Output an exact reproduction of the data.

— Start Data lines —

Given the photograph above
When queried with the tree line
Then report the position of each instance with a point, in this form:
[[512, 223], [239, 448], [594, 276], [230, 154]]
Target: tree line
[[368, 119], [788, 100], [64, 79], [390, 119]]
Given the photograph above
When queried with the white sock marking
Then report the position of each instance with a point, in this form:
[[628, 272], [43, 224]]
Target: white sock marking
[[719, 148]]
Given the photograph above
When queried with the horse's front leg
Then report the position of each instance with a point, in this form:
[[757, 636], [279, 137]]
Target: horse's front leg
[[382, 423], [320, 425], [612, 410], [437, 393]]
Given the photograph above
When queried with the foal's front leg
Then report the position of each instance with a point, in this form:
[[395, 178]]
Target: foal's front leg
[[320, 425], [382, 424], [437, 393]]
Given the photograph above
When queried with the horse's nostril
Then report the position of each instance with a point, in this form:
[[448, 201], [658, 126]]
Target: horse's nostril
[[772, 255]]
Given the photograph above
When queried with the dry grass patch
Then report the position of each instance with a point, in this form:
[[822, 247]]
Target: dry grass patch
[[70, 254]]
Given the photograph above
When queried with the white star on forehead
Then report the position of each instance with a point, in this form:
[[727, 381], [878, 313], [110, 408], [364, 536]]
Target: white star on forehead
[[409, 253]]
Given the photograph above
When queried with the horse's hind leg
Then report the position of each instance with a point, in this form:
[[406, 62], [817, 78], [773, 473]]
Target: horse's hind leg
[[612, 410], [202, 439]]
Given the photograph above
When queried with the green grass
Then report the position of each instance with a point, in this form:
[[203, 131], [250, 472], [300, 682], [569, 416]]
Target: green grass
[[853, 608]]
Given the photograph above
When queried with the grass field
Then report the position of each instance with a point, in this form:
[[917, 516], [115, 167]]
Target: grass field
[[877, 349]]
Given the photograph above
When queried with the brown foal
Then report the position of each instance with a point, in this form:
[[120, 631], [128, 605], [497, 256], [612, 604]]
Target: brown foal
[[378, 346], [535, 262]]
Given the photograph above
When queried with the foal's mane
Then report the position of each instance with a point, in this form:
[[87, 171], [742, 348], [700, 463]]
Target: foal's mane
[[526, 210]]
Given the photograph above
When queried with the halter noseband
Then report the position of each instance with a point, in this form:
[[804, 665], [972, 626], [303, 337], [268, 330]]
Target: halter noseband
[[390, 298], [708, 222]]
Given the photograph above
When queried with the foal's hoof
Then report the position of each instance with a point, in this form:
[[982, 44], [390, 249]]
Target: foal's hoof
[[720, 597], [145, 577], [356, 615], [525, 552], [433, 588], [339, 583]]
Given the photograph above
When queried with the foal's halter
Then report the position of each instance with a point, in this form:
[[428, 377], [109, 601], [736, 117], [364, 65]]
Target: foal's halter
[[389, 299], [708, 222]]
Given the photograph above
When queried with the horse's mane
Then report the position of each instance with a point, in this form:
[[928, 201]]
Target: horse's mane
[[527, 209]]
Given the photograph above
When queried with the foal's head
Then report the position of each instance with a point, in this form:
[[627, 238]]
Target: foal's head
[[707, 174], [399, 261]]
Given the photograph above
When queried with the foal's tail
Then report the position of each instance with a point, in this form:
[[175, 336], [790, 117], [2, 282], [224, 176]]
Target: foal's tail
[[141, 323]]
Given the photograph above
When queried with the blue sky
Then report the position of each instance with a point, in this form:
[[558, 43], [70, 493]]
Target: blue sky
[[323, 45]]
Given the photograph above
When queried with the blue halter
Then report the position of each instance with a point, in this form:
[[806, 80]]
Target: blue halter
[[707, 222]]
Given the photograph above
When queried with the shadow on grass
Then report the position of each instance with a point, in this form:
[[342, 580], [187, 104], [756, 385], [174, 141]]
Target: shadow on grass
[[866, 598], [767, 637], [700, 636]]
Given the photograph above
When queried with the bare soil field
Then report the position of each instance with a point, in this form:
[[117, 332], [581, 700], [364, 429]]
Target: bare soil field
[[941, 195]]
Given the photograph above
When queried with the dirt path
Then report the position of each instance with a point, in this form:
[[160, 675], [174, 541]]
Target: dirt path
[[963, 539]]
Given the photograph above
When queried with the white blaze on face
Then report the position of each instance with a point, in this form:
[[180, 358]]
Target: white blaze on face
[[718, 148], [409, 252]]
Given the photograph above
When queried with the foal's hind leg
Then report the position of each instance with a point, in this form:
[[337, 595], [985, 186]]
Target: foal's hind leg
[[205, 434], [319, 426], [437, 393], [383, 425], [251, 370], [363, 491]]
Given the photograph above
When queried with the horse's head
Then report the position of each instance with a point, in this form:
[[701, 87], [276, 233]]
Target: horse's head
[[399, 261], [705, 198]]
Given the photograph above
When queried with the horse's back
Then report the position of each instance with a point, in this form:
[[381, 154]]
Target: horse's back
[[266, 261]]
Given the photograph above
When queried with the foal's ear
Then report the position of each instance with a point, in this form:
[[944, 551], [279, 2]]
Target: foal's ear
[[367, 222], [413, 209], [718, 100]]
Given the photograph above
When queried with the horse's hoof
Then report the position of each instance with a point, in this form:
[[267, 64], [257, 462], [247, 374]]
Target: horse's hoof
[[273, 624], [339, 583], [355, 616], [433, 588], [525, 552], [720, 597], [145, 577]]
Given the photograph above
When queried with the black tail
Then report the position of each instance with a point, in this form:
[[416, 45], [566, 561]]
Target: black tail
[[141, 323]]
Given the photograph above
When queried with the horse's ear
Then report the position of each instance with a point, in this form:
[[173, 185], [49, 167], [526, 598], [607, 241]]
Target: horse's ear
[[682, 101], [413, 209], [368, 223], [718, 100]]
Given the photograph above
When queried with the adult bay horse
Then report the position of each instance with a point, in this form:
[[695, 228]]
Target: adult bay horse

— End Data lines —

§ Final result:
Given the photograph above
When queried with the tree line
Then report the position of each instance with a point, in this form:
[[512, 223], [239, 448], [594, 276], [230, 154]]
Target: tree line
[[368, 119], [788, 100], [64, 79], [390, 119]]
Given the photograph above
When queried with the white sock marking
Then report the position of each instance with a point, in this form:
[[628, 272], [43, 224]]
Target: white sock marking
[[719, 148]]
Given the photograph above
When queried with the horse's front leg
Then report the position of each instance with a point, in this form:
[[757, 636], [279, 137]]
Target: horse's front leg
[[382, 423], [320, 425], [612, 410], [437, 393]]
Given the photograph above
When queried with the foal's front leg
Then report the position of each instance with a point, in this form:
[[395, 178]]
Target: foal's front leg
[[320, 425], [382, 424], [437, 393]]
Given the photograph above
When queried with the horse's nostril
Then report the position of each instance with a point, in this form:
[[448, 201], [658, 126]]
Target: horse's nostril
[[772, 255]]
Given the photograph above
When queried with the dry grass patch
Then report the position of each instance with a point, in this form:
[[822, 247]]
Target: dry grass patch
[[70, 254]]
Given the photograph above
When queried with the white star on forehead
Then report the position of each instance with a point, in this form:
[[727, 381], [878, 313], [110, 408], [364, 536]]
Target: white star on forehead
[[409, 253]]
Given the photograph above
When queried with the horse's hind leg
Then report the position of each instance with a point, in this form:
[[406, 62], [817, 78], [773, 473]]
Target: horse's hind leg
[[612, 410], [202, 439]]
Given the photograph above
When queried with the green grass
Then report the position of each instance with a point, in this form:
[[203, 131], [250, 472], [300, 682], [569, 416]]
Target: green grass
[[853, 608]]
Given the photograph above
When queried with the grass field
Then report the position of each instance with a point, in this form:
[[917, 516], [115, 167]]
Target: grass field
[[877, 349]]
Given the photograph above
When queried with the brown foal
Then report the position of each instance with a point, in this form:
[[120, 631], [128, 605], [497, 256], [612, 604]]
Target: brown foal
[[378, 346], [535, 262]]
Given the photograph above
When queried with the foal's mane
Then report the position of each instance with a point, in this form:
[[87, 171], [742, 348], [700, 463]]
Target: foal's mane
[[526, 210]]
Given the photograph above
When queried with the halter noseband
Then report the position of each instance with a point, in this form:
[[804, 665], [972, 626], [303, 337], [268, 330]]
Target: halter noseband
[[390, 298], [708, 222]]
Given the photograph above
When queried with the foal's hoof
Then report the position of each instance with a point, in this form:
[[982, 44], [390, 249]]
Target: foal's hoof
[[720, 597], [145, 577], [356, 615], [525, 552], [433, 588], [339, 583]]
Given the photograph above
When queried with the foal's halter
Then report the position of each instance with a point, in this form:
[[428, 377], [109, 601], [736, 117], [364, 65]]
Target: foal's halter
[[389, 299], [708, 222]]
Given the photograph above
When queried with the horse's mane
Then report the position of each instance with a point, in this form:
[[928, 201]]
Target: horse's mane
[[527, 209]]
Given the photograph above
When queried with the foal's head
Then report the position of each instance with a point, in this form:
[[627, 238]]
Target: foal's head
[[707, 174], [399, 261]]
Given the photograph above
When queried with the foal's tail
Then report the position of each instance with a point, in this form:
[[175, 336], [790, 117], [2, 282], [224, 176]]
Target: foal's tail
[[141, 323]]
Given the photograph above
When queried with the blue sky
Then report the position of each instance with a point, in this form:
[[558, 43], [70, 493]]
Target: blue sky
[[323, 45]]
Given the photograph above
When queried with the blue halter
Then report the position of each instance with a point, in this form:
[[806, 80]]
Target: blue halter
[[707, 222]]
Given the photograph above
When queried with the shadow on grass
Then report the position of each instance with a point, in this form:
[[342, 580], [187, 104], [756, 385], [174, 141]]
Target: shadow on grass
[[866, 598], [767, 637], [700, 636]]
Given the photograph above
When queried with the bare soil field
Then report the position of each instance with a point, in this form:
[[117, 332], [581, 700], [364, 429]]
Target: bare soil field
[[941, 195]]
Given the photograph above
When queried with the dirt path
Then report the position of each instance with a point, in this form:
[[160, 675], [174, 541]]
Target: dirt path
[[963, 539]]
Given the photograph above
When queried with the white blaze on face
Then report the position of each instance with a point, in this form:
[[180, 358]]
Target: white blaze on face
[[718, 148], [409, 252]]
Given the photograph above
When queried with the foal's hind leg
Then report the position of each instance with a point, in this form:
[[337, 595], [985, 186]]
Target: foal's hind leg
[[205, 434], [319, 426], [437, 393], [383, 425], [251, 370], [363, 491]]
Given the photograph above
When queried with the horse's head
Then report the position of each instance with a point, in this form:
[[701, 87], [276, 233]]
Target: horse's head
[[399, 261], [705, 198]]
Given the photograph above
When queried with the horse's back
Then report the position of each instance with a point, in this form:
[[381, 154]]
Target: horse's back
[[266, 261]]
Given the photograph above
When queried with the foal's ear
Then report the position of each instance with a point, in this form:
[[944, 551], [279, 2]]
Target: foal's ear
[[367, 222], [413, 209], [718, 100]]
Given the photograph above
When queried with the horse's hoof
Then report the position of each instance with a point, in this form:
[[267, 64], [257, 462], [247, 374]]
Target: horse's hoof
[[273, 624], [339, 583], [355, 616], [433, 588], [525, 552], [720, 597], [145, 577]]
Given the photograph above
When queried with the black tail
Then report the position of each instance with a point, in this form:
[[416, 45], [566, 561]]
Target: black tail
[[141, 323]]
Given the photograph above
When queried with the horse's ear
Then report the position of each instance with a point, in this form:
[[173, 185], [49, 167], [526, 598], [607, 241]]
Target: horse's ear
[[682, 101], [413, 209], [368, 223], [718, 100]]
Given the photograph above
When queried with the adult bay horse
Then report the position of each instance with a point, in this form:
[[695, 228]]
Target: adult bay horse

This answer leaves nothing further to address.